> [Your task] Rewrite everything from the first of the lines down to the one containing "[[[325,724],[325,760],[336,762],[336,724]]]" with "red colored pencil" swapped for "scarlet colored pencil", leaving all else unchanged. Return only those lines.

◆ ◆ ◆

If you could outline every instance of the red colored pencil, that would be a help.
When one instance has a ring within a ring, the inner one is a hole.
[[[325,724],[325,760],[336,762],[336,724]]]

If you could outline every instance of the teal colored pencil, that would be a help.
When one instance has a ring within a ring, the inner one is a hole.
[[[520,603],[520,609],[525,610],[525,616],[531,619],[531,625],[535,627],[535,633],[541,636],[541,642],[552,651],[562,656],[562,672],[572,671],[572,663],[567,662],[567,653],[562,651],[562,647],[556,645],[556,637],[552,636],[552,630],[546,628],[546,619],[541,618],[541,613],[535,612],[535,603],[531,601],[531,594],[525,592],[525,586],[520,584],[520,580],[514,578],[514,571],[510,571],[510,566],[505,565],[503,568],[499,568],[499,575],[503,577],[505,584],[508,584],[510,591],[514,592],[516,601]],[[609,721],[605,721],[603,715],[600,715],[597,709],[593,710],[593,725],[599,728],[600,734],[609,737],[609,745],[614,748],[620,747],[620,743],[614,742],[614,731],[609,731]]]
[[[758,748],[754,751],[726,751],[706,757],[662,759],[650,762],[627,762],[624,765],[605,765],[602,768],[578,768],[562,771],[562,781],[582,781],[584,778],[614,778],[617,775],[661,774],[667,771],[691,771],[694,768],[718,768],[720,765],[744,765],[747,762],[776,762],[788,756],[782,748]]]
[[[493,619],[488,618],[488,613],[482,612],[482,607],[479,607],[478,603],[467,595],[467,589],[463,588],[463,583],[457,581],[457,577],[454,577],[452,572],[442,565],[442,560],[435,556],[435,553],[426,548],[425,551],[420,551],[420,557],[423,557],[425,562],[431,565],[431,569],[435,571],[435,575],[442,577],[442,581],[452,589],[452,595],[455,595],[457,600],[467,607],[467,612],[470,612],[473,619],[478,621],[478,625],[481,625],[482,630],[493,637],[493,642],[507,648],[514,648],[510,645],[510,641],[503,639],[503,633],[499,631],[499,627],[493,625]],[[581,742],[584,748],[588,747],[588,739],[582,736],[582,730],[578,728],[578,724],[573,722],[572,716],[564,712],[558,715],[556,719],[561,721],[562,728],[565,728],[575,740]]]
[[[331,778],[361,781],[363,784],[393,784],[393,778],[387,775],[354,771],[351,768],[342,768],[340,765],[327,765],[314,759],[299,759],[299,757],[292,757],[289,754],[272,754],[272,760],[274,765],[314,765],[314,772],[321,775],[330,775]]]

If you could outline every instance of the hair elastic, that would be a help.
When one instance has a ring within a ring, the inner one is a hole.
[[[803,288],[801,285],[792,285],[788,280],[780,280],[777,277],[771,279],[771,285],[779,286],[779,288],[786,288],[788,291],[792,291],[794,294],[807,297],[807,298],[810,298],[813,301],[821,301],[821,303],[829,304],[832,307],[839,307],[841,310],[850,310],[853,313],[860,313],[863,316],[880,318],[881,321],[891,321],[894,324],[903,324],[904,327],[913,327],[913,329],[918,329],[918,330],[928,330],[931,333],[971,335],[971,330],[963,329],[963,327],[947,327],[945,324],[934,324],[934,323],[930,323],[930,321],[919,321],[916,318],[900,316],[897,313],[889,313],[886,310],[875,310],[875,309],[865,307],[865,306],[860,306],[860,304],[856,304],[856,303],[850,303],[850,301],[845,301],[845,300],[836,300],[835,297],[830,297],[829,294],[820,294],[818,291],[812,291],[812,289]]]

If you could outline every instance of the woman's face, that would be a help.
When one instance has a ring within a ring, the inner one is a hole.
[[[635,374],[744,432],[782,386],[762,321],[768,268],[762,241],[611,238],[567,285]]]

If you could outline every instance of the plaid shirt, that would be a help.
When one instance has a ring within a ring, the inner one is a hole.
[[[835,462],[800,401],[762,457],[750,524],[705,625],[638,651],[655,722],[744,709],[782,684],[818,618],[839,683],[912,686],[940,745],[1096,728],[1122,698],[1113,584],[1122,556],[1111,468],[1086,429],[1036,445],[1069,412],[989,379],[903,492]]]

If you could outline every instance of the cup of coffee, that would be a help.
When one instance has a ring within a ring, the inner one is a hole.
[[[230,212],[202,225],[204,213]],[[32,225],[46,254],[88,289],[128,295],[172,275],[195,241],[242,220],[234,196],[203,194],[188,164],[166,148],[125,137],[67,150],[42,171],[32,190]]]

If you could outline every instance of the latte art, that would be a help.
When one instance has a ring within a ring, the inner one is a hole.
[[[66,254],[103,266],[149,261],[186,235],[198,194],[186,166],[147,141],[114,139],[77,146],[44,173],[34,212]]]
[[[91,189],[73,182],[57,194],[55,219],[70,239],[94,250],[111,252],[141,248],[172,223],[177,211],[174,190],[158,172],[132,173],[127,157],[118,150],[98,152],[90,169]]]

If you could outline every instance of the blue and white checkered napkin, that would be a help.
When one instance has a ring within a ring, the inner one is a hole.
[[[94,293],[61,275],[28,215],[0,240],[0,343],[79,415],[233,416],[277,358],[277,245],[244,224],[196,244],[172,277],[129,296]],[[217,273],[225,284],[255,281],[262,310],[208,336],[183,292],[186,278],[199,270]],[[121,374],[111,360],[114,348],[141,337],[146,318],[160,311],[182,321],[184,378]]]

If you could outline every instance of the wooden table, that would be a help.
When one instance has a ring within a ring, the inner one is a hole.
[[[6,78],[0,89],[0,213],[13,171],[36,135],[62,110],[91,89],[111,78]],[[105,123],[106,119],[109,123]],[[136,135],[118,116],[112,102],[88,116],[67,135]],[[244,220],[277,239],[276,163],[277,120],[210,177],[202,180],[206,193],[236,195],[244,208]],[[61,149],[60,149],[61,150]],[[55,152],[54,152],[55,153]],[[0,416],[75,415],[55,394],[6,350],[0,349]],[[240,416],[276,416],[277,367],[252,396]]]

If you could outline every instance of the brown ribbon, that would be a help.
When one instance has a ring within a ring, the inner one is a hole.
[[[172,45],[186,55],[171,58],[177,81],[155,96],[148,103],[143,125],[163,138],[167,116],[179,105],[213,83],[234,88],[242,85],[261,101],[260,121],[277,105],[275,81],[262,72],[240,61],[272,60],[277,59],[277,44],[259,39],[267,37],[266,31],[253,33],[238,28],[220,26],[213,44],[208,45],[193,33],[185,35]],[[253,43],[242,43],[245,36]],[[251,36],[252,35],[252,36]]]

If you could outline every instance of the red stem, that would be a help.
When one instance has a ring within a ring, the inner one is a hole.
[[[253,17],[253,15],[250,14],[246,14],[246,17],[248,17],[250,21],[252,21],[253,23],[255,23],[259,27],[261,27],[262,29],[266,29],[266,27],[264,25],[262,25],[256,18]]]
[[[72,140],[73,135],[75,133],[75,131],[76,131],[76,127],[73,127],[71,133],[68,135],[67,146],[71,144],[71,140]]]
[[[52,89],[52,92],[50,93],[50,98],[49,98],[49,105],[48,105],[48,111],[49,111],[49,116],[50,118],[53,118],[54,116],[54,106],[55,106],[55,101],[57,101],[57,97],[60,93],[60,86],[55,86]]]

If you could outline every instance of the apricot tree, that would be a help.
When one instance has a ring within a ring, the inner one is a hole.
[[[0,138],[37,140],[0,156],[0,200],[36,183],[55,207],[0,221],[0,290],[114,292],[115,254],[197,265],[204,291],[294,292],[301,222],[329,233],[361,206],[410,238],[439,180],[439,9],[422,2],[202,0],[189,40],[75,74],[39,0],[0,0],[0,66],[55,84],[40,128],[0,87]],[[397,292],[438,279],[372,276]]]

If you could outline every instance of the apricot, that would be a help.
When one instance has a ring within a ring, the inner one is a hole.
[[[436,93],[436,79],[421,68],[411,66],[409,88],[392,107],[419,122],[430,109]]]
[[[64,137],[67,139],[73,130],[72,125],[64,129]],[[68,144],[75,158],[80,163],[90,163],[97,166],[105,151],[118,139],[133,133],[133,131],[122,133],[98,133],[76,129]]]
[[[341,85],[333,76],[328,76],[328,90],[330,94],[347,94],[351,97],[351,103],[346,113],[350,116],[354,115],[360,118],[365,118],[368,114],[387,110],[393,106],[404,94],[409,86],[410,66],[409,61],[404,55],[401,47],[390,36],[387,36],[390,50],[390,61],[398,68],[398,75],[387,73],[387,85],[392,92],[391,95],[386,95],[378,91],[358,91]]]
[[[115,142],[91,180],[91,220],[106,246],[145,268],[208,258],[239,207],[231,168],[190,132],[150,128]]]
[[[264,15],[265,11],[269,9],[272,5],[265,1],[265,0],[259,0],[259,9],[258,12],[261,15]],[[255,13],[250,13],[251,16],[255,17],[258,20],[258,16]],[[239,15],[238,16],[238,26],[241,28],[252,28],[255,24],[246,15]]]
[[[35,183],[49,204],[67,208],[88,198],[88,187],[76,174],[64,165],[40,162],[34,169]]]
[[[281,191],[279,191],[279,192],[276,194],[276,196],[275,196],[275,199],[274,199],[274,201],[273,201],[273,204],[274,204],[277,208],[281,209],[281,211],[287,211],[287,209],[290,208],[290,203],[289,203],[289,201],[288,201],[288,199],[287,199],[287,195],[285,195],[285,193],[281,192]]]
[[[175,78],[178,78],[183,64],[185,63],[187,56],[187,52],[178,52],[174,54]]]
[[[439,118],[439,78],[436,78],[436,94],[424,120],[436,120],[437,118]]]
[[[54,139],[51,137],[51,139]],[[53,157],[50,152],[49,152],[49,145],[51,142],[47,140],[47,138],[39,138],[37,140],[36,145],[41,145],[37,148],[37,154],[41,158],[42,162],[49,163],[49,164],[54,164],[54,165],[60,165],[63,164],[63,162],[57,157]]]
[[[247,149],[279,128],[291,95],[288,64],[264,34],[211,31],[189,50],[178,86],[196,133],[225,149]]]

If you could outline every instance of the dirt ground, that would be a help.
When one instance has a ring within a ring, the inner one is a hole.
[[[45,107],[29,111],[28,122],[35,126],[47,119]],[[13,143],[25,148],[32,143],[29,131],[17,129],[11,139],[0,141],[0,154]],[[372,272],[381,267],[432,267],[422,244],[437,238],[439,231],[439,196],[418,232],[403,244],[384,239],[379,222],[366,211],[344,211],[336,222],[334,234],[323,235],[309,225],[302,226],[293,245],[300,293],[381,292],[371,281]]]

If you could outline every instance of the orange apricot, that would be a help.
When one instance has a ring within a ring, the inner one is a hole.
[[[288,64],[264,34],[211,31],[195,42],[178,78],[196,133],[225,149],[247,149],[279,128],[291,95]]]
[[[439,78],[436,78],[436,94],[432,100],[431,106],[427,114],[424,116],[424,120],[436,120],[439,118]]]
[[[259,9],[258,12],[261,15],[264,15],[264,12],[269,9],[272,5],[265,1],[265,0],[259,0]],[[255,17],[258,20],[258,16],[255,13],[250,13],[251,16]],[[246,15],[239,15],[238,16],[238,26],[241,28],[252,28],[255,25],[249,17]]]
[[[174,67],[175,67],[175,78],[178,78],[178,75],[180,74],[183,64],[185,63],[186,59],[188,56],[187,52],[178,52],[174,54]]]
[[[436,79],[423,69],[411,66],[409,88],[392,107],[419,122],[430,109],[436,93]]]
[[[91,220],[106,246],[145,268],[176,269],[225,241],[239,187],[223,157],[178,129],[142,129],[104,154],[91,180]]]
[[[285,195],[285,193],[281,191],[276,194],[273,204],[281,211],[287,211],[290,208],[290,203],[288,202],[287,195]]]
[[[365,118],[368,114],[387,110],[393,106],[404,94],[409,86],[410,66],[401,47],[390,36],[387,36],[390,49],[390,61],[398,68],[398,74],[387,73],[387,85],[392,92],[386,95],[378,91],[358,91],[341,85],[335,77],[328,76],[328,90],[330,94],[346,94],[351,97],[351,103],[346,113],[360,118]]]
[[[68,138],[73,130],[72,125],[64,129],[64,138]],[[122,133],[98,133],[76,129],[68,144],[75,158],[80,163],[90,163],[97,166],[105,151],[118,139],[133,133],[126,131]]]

◆ ◆ ◆

> [Output of the exercise]
If you could outline every instance of the scarlet colored pencil, that would be a help.
When one instance has a ring within a ring, the inner one is a hole.
[[[325,724],[325,760],[336,762],[336,724]]]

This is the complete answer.